#### Source text:
·····

Posts Tagged ‘General Smedley Butler’

Vanessa Beeley: Britain Doesn’t Have Any Good Intentions in the Middle East

December 15, 2017

In this clip from RT, Going Underground’s host Afshin Rattansi speaks to Vanessa Beeley, a British journalist, who has covered the war in Syria. He asks her about Theresa May’s condemnation of the blockade against Yemen, which is resulting in a terrible famine that is starving about half of the population or so. Surely this shows that Britain has good intentions in the Middle East.

In reply, Beeley states very clearly that she cannot agree that Britain has any good intentions in the Middle East. Britain tried to undermine the UN Resolution 2216, which condemned the blockade. Britain’s military industrial complex has profited immensely from arms sales to Saudi Barbaria, and British specialists were in the command and control centre in Riyadh helping select targets. She openly describes May’s gesture as ‘faux humanitarianism’.

I think this is part of a rather longer interview, which I intend to put up, in which she talks about how the British and western media is deliberately presenting a false image of the corruption in the NGOs operating in Syria. One of them, the Adam Smith something-or-other, was the subject of a Panorama documentary. This revealed that massive sums of money were being taken out of the organisation by Islamist terrorist groups, through the use of payments to fictional people on the payroll, and even people, who’d died.

Beeley described this as ‘a controlled explosion’. The media and political establishment couldn’t keep it secret, and so did a limited expose of what was going on in order to divert attention from corruption and atrocities committed elsewhere. Like in the White Helmets, who are lauded as non-partisan heroes, but in fact are as partisan as everyone else. They have saved people, who aren’t members of their organisation, but this is just occasional, if they happen to be there. They don’t put themselves out of the way to do it, as is claimed on mainstream TV. Moreover, a number of their members put up posts and Tweets praising the Islamists. So definitely not the whiter-than-the-driven-snow heroes we’ve all been told. Beely made the case in that longer video that this cover up is because the White Helmets are becoming a global brand. They’re branching out in South America, Brazil and the Hispanic nations.

As for the Adam Smith whatever, I’ve had suspicions of any organisation that puts up his name ever since the Adam Smith Institute emerged under the Thatcher. These were manic privatisers, who wanted the health service sold off and the welfare state destroyed. This Adam Smith organisation isn’t connected with them, but still, I’m suspicious. It looks far too much like another wretched free enterprise group come to implement western privatisation under the guise of humanitarianism. In which case, you can expect the same results free enterprise has had on Iraq, Libya, Algeria and the rest of the Arab world. And indeed the world as a whole. I think the government of Algeria, or one of the Arab states in the Maghreb had been pursuing a socialist economy, before the recession of the 70s/80. They then followed the trend and started privatising industry. This made matters even worse, poverty grew, and people started looking to the Islamists for aid. The American-mandated free enterprise policy in Iraq after the invasion resulted in 60 per cent unemployment. This is in a poor country. Ordinary Iraqis were actually better off materially under Saddam Hussein. Hussein was a monster, without question. But they had access to free healthcare, free education, and relatively secular society in which women enjoyed a high status. They could go out to work, and felt safe going home at night.

·····

#### Dataset records:

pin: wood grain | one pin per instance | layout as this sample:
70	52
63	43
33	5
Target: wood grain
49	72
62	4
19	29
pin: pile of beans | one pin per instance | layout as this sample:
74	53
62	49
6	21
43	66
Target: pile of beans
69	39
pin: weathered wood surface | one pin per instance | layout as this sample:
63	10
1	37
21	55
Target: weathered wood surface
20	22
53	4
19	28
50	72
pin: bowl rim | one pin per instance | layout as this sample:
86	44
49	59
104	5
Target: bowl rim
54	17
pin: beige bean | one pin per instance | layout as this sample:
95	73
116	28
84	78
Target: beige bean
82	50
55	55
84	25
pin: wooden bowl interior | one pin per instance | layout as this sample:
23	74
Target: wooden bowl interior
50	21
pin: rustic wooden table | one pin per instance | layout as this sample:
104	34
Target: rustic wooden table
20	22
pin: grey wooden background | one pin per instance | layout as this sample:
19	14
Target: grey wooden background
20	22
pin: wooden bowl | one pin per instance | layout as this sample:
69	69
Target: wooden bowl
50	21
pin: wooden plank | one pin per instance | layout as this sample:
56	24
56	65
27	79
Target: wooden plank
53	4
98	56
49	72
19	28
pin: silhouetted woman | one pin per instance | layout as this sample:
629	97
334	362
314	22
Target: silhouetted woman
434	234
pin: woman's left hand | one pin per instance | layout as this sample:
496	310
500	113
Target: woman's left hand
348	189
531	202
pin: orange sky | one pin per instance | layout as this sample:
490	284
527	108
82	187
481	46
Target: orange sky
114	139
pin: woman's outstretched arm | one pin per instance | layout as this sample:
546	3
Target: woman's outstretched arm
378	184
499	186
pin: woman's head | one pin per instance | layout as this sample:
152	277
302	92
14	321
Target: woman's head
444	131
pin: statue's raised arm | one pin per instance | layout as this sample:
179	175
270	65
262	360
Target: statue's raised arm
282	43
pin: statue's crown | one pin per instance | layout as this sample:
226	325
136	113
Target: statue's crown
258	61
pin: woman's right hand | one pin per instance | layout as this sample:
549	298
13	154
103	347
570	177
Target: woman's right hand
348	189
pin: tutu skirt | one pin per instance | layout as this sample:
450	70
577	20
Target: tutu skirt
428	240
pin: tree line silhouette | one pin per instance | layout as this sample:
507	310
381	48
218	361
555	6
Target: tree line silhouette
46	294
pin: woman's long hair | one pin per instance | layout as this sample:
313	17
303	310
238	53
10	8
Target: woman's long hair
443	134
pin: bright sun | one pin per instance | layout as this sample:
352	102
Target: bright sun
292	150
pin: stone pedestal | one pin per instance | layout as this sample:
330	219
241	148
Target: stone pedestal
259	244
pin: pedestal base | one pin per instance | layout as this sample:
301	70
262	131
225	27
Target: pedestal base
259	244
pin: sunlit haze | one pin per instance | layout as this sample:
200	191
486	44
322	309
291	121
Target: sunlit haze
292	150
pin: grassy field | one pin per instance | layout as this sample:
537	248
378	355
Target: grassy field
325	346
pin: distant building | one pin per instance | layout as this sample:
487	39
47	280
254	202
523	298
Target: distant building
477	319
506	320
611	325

·····

#### Task to carry out:
Copy out the post on Britain and the Middle East from "Posts Tagged ‘General" to "has good intentions in the Middle East.", swapping "journalist" for "reporter".

#### Output:
Posts Tagged ‘General Smedley Butler’

Vanessa Beeley: Britain Doesn’t Have Any Good Intentions in the Middle East

December 15, 2017

In this clip from RT, Going Underground’s host Afshin Rattansi speaks to Vanessa Beeley, a British reporter, who has covered the war in Syria. He asks her about Theresa May’s condemnation of the blockade against Yemen, which is resulting in a terrible famine that is starving about half of the population or so. Surely this shows that Britain has good intentions in the Middle East.